Transcribe all records exactly.

---------- Extracted data ----------

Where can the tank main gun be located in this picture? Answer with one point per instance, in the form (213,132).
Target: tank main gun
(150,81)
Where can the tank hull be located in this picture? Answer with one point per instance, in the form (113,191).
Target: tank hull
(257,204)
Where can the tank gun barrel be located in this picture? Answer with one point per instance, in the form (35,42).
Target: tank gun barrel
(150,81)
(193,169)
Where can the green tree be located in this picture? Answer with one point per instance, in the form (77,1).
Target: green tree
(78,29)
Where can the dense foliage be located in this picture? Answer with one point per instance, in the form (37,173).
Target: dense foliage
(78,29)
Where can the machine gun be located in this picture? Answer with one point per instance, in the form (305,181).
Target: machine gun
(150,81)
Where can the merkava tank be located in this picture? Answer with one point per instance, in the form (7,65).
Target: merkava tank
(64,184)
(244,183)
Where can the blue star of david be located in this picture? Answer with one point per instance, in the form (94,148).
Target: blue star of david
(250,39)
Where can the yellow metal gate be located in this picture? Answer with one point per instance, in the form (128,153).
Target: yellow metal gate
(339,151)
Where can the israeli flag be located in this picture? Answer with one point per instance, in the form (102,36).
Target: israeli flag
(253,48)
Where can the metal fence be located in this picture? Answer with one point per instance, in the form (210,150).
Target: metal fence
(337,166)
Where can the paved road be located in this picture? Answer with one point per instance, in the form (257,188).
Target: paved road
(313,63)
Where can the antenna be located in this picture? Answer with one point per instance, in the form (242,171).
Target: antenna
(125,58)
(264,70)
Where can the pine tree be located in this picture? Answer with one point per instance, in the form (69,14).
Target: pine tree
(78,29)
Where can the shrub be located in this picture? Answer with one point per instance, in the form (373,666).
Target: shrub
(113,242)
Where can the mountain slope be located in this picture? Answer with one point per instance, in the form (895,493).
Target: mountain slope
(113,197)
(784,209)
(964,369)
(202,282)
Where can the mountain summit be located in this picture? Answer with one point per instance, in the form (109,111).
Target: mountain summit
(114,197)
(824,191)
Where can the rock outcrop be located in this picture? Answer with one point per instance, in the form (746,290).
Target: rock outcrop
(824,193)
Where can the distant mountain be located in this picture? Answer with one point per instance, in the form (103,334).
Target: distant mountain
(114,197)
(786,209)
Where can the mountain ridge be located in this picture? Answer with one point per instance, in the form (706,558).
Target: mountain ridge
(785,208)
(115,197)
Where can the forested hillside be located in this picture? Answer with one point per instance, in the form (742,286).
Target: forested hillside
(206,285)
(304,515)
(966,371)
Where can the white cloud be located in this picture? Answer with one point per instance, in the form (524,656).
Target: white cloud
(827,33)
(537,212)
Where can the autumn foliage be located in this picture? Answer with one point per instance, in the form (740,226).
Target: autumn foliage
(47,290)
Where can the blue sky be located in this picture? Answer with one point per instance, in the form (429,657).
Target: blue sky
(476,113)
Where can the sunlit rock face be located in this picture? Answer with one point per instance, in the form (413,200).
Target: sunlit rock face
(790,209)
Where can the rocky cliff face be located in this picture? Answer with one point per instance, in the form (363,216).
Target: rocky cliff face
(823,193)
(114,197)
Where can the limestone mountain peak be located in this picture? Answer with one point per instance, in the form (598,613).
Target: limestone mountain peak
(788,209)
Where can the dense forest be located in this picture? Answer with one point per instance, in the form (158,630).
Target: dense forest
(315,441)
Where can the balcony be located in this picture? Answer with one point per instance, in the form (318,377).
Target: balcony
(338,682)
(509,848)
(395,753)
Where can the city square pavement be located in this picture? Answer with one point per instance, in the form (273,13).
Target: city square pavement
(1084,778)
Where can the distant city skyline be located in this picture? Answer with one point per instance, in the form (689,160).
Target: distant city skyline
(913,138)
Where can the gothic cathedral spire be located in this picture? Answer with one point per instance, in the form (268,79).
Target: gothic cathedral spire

----------

Solution to the problem —
Where can the tank main gun be located in this picture? Answer with one point per instance, in the form (213,132).
Target: tank main gun
(150,81)
Where can the tank hull be located in this picture? Answer with one point per instance, in the form (113,191).
Target: tank hull
(257,204)
Where can the tank gun barrel be located in this picture? Answer with one point per instance, in the form (35,42).
Target: tank gun barrel
(150,81)
(193,169)
Where can the green tree be located in this picture? Answer with one point per instance, in the form (77,1).
Target: green tree
(78,29)
Where can the dense foliage be located in this picture? Answer with one point per instance, in the form (37,173).
Target: dense foliage
(78,29)
Where can the machine gun be located in this picture? Answer with one point per instance, in the form (305,181).
Target: machine gun
(150,81)
Where can the merkava tank be located in this picture? Answer with one point per instance, in the form (7,65).
Target: merkava tank
(64,184)
(244,183)
Where can the blue star of david be located in this picture? Answer with one point per instance, in the form (94,148).
Target: blue star of david
(250,39)
Where can the yellow metal gate be located in this picture? Answer with one point per instance, in the form (128,153).
Target: yellow metal gate
(339,151)
Where can the israeli flag be located in this picture? Answer with one point per instance, in the form (102,36).
Target: israeli flag
(253,48)
Where can the metal fence be located in this picture? Answer with one point per instance, in the form (210,150).
Target: metal fence
(337,166)
Where can the paved road be located in this picture? Answer with one point per instance, in the form (257,188).
Target: paved road
(313,63)
Where can the antenna be located in this picture? Answer with one point per instance, in the form (242,171).
Target: antenna
(125,58)
(264,70)
Where can the pine tree be located in this picture? Answer with one point per instance, in the form (69,14).
Target: pine tree
(78,29)
Where can the shrub be located in this picture? Answer with one point per instance, in the form (373,666).
Target: shrub
(113,242)
Where can the mountain slope be located in this picture? Answer with one point per instance, in the form (895,493).
Target: mountain slope
(113,197)
(784,209)
(964,369)
(202,282)
Where can the mountain summit be located in this picture? Answer with one point per instance, in the form (109,111).
Target: mountain summit
(114,197)
(824,191)
Where can the rock outcrop be located in this picture? Answer with one point per instance, in the form (746,290).
Target: rock outcrop
(824,193)
Where can the distant mountain be located in this picture? Answer with one point per instance, in the form (103,334).
Target: distant mountain
(114,197)
(786,209)
Where can the mountain ridge be located in this picture? Answer with one point per instance, in the form (706,558).
Target: mountain ridge
(785,208)
(115,197)
Where can the forested hillside be located in this picture? Answer with one point per instance, in the form (742,286).
Target: forested hillside
(206,285)
(304,515)
(966,371)
Where can the white cloud be located in this picture? Answer with one point per instance, in the form (524,656).
Target: white cloud
(827,33)
(537,212)
Where can the autumn foliage be located in this picture? Answer with one point per instance, in the form (740,226).
Target: autumn foliage
(47,290)
Where can the blue sky be located in this picture? Answer with one point per instance, in the form (429,657).
Target: blue sky
(476,113)
Where can the sunlit rock face be located in this picture? Answer with one point per instance, in the form (413,200).
Target: sunlit rock face
(790,209)
Where can the rocky cliff face be located in this picture? Answer with one point per instance, in the form (363,216).
Target: rocky cliff face
(823,193)
(114,197)
Where can the limestone mountain peak be located in this picture? Answer with one point per instance, in the form (598,613).
Target: limestone mountain peak
(788,209)
Where can the dense forest be located in this picture? Answer with one point per instance, in the form (158,630).
Target: dense forest
(315,441)
Where can the balcony be located in this picture? Answer with one point per instance, in the form (318,377).
Target: balcony
(338,682)
(509,848)
(395,753)
Where can the city square pavement be located in this picture? Answer with one point per instance, in the form (273,13).
Target: city square pavement
(1084,778)
Where can the distant city skyline be located in this picture? Answer with one point per instance, in the form (689,160).
Target: distant city skyline
(913,138)
Where can the gothic cathedral spire be located in this picture? Answer with one point per instance, in the form (268,79).
Target: gothic cathedral spire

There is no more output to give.